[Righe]
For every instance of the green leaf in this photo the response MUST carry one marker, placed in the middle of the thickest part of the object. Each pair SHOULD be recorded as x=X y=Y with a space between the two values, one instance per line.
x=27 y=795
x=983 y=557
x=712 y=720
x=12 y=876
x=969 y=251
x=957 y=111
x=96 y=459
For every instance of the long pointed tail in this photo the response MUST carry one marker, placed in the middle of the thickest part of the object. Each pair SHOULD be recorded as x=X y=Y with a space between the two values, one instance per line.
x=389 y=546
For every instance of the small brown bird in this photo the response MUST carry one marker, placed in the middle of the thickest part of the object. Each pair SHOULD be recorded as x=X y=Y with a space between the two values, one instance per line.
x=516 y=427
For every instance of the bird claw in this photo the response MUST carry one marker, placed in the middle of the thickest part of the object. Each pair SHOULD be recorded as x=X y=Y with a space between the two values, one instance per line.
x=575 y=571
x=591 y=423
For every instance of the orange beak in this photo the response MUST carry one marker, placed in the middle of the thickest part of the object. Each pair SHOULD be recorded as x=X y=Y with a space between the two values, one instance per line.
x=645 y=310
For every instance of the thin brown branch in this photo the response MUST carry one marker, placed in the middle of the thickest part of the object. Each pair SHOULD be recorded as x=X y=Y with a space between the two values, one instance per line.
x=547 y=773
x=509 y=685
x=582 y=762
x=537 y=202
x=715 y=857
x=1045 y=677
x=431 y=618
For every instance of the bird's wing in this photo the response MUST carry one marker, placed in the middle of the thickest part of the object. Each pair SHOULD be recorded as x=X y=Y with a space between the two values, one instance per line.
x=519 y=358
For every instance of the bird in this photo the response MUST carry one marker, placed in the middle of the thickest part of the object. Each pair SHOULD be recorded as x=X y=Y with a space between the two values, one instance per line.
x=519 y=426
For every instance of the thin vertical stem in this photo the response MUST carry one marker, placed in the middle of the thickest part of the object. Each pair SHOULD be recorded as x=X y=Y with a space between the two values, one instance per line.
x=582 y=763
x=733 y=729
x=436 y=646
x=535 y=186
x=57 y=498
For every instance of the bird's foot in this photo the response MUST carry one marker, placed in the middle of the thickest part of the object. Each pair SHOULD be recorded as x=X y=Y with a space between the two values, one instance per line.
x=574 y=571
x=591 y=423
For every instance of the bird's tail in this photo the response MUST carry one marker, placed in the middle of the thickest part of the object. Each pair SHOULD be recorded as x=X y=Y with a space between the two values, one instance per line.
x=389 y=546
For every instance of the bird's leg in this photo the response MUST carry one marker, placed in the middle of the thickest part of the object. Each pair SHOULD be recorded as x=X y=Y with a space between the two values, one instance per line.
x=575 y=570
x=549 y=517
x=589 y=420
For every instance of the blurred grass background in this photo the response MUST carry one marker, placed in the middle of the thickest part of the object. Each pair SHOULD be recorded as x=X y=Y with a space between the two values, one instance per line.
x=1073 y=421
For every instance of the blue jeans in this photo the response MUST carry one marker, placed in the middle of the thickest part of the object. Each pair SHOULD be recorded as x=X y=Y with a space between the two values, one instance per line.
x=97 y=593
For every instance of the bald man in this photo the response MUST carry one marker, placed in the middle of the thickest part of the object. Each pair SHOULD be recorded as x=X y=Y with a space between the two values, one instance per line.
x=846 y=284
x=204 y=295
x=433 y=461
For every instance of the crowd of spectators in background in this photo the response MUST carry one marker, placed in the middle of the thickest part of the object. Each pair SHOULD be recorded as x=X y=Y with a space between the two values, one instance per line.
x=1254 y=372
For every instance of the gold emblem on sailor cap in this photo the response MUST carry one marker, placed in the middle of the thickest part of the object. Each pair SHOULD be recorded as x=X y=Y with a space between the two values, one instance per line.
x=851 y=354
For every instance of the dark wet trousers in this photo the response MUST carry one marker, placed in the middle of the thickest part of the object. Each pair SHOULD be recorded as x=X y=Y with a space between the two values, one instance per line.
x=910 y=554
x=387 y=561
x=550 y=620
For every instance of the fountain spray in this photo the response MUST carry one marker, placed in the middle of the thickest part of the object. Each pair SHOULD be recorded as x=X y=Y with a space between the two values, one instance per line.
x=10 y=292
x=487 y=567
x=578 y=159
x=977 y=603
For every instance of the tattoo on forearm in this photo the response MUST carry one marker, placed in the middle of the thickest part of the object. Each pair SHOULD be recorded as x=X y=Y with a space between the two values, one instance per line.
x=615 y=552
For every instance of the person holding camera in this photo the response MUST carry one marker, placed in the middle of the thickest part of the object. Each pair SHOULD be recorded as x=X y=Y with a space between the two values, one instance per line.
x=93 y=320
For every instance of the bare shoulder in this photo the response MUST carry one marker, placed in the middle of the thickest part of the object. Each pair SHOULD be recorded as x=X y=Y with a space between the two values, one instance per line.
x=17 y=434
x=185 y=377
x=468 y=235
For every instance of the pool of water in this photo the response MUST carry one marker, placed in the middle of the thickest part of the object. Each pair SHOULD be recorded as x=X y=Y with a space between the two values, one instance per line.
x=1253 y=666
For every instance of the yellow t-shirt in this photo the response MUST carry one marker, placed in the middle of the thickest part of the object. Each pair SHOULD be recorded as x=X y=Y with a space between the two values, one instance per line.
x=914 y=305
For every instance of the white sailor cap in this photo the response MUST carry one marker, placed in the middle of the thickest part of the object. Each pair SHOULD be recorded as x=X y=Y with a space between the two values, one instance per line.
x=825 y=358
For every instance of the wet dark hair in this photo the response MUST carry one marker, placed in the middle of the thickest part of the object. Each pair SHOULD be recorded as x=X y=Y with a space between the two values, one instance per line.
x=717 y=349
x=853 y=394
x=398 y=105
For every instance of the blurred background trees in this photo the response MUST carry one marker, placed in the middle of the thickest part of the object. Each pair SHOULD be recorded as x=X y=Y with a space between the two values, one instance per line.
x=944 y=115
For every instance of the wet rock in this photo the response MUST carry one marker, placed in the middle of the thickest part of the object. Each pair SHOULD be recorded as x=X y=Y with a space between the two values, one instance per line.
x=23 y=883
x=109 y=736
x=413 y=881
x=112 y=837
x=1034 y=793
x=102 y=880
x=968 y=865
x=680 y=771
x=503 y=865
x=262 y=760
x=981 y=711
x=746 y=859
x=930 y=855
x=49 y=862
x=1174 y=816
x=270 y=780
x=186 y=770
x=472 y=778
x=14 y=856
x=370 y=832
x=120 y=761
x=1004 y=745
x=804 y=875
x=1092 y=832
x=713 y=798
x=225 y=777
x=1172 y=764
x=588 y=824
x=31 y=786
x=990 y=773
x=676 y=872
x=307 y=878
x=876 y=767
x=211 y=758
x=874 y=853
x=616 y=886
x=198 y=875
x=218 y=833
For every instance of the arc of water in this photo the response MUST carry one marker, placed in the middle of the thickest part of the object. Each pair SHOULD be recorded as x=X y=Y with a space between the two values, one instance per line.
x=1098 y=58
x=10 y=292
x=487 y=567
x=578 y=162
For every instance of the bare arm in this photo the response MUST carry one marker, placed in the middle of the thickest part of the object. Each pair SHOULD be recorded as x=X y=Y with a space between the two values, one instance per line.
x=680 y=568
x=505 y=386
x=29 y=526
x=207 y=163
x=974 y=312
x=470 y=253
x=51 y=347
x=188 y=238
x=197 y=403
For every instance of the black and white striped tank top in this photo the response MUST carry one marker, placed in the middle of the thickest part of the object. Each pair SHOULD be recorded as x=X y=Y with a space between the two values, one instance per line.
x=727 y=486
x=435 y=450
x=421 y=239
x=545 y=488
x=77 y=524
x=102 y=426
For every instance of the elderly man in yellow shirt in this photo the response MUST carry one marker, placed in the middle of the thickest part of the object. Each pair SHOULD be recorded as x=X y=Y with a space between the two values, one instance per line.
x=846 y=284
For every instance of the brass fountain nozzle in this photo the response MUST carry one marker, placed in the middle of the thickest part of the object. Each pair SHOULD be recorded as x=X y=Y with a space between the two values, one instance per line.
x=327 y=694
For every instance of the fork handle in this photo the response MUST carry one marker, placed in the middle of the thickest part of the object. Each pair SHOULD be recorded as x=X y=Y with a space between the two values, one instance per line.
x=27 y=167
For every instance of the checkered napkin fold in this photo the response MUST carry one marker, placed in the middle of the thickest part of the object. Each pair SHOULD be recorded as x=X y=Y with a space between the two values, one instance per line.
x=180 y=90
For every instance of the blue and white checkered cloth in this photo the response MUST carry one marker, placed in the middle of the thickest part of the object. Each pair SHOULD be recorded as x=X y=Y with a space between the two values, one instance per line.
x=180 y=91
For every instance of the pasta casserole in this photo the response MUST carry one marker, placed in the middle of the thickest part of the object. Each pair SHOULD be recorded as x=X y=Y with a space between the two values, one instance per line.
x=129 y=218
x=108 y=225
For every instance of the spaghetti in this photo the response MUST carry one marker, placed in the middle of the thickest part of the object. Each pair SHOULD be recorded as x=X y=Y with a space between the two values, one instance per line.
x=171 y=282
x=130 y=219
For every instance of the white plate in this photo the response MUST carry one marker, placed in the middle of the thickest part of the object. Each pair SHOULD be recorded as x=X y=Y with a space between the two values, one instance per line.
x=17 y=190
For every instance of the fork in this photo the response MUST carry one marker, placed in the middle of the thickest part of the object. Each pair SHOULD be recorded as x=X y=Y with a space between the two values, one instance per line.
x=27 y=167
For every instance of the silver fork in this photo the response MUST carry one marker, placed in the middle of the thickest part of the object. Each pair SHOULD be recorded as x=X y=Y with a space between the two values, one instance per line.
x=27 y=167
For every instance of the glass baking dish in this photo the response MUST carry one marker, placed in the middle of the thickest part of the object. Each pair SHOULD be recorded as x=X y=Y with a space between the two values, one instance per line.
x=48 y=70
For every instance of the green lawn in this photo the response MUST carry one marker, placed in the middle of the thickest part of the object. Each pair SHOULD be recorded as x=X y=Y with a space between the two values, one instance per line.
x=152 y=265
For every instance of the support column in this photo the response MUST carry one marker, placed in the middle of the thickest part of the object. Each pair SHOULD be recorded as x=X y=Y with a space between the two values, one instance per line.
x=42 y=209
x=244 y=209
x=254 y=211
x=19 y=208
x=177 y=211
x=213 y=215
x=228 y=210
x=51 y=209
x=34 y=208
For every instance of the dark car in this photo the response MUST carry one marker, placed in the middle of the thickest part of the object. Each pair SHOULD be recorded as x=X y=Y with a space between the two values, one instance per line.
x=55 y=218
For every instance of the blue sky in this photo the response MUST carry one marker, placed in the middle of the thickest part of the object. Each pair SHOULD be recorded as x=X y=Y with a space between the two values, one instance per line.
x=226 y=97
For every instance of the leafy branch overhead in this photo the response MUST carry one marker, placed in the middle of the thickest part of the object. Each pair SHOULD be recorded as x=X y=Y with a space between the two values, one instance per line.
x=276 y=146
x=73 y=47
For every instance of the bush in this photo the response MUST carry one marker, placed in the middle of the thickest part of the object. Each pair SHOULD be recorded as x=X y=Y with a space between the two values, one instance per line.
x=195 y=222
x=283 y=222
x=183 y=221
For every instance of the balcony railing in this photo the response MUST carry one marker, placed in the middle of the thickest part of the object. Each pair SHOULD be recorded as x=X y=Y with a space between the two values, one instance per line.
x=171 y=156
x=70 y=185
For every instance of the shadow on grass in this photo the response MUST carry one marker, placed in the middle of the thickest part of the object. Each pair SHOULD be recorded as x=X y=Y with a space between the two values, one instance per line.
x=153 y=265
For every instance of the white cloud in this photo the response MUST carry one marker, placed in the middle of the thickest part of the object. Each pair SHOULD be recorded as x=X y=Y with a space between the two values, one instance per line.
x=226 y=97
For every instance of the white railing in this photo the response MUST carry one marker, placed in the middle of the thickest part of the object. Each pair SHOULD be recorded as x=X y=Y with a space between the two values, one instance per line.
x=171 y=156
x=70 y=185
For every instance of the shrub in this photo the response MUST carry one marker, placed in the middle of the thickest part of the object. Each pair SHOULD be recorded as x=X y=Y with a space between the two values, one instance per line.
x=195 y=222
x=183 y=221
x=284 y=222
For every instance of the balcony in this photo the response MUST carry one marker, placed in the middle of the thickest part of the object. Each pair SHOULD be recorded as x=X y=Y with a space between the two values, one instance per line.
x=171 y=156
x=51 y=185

### OBIETTIVO DEL COMPITO
Puoi riscrivere tutto, dalla riga che contiene "For every instance of the blue jeans" giù fino a quella che contiene "x=433 y=461" (entrambe incluse, richieste comprese), spostando di 68 in più ogni coordinata delle risposte? Nelle richieste e nei loro modelli di formato non va cambiato nulla.

### SOLUZIONE PROPOSTA
For every instance of the blue jeans in this photo the response MUST carry one marker, placed in the middle of the thickest part of the object. Each pair SHOULD be recorded as x=X y=Y with a space between the two values, one instance per line.
x=165 y=661
For every instance of the bald man in this photo the response MUST carry one marker, placed in the middle of the thickest part of the object. Each pair SHOULD be recorded as x=X y=Y with a space between the two values, one instance per line.
x=914 y=352
x=272 y=363
x=501 y=529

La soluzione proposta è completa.